§ **QUOTED PASSAGE**
*** Block opens ***

This year marks the 150th anniversary of Appomattox. In recent times, academics studying the Civil War have reached a striking degree of consensus about how that war should be understood, and its practical implications today. Sadly, that consensus has one enormous omission.
Overwhelmingly, scholars agree that the war was about the defense and preservation of slavery, so that any and all rival interpretations—such as states’ rights or conflicts over the tariff—are dismissed as diversions. This was no mere War Between the States, but a naked struggle between good against evil. If that’s true, that is a potent statement for today’s politics of commemoration. States and cities will come under enormous and increasing pressure to remove any memories of soldiers or politicians who fought only for such unspeakable oppression. Who can defend the defenders of slavery?
So absolute has this view become that the most visible historians openly mock any rival theories. You believe in the states’ rights argument, they ask? Then name just one states’ rights issue unrelated to slavery that sparked the war. And explain, please, if it believed so passionately in local rights, why the Confederacy became such an aggressively centralized and interventionist state, far more so than the North? In reality, the war began and ended as a conflict over slavery. Only an issue as explosive as slavery could have fueled passions fiery enough to provoke a war that killed 750,000. Or so we are told.

*** Block closes ***

§ **THINGS TO DO**
1. What anniversary does the passage on Civil War scholarship say this year marks?
2. Resume the passage on Civil War scholarship, starting after its closing sentence, "Or so we are told."
The material has no connection to the passage on Civil War scholarship.

§ **RECORDS SUPPLIED**

*** Block opens ***

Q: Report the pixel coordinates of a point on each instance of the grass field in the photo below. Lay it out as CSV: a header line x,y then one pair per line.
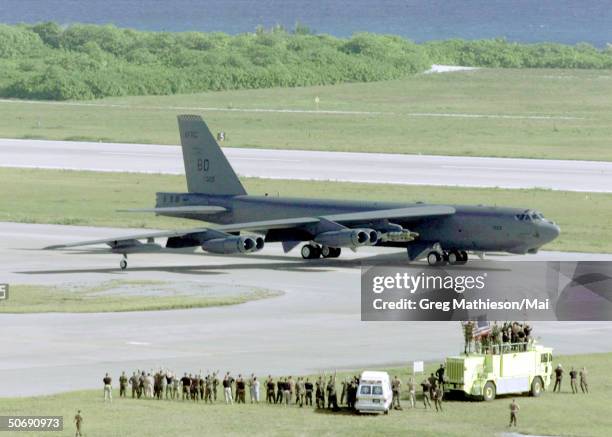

*** Block closes ***
*** Block opens ***

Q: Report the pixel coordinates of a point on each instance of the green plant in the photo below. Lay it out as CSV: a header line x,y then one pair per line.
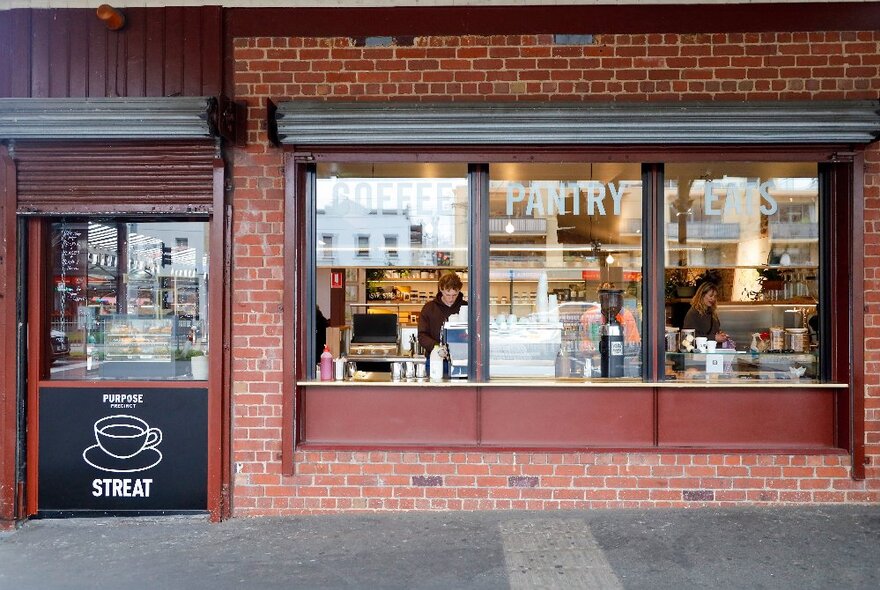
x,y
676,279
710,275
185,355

*** Block closes ***

§ **ANSWERS TO THE EXERCISE**
1. The 150th anniversary of Appomattox.

2.
Slavery, obviously, marked the critical dividing line in the war, and without that conflict, war would never have come. But was it the only issue? We might turn the states’ rights question on its head. Was slavery the central issue for the North in 1861? Clearly not. Lincoln’s administration strove desperately to avoid any sense that the federal government was fighting an abolitionist war, because they knew that any war framed in those terms could never command a majority of Northern opinion.
If the Union had indeed been fighting explicitly to end slavery, it would never have had an army. Only very gingerly, after the war had been in progress for a year or two, did the administration bring abolition onto center stage, and even then, it was framed in terms of pragmatic military necessity.
When we read contemporary statements about the war, North and South, there is one theme, one idea, that inflames both sides in 1861, and that is honor. Lacking any sense of the underlying ideology, later historians skim over such rhetoric as empty verbiage, but in so doing, they miss the heart of the story.
For 19th-century Americans, honor was the critical value underlying civilized society, and honor was the most cherished possession of a person, a family, or a community. Honor was intimately linked to good reputation, which must be defended at all costs, and violence easily erupted in a society deeply sensitive to personal slights. Concepts of honor absolutely shaped the proper behavior expected of both sexes.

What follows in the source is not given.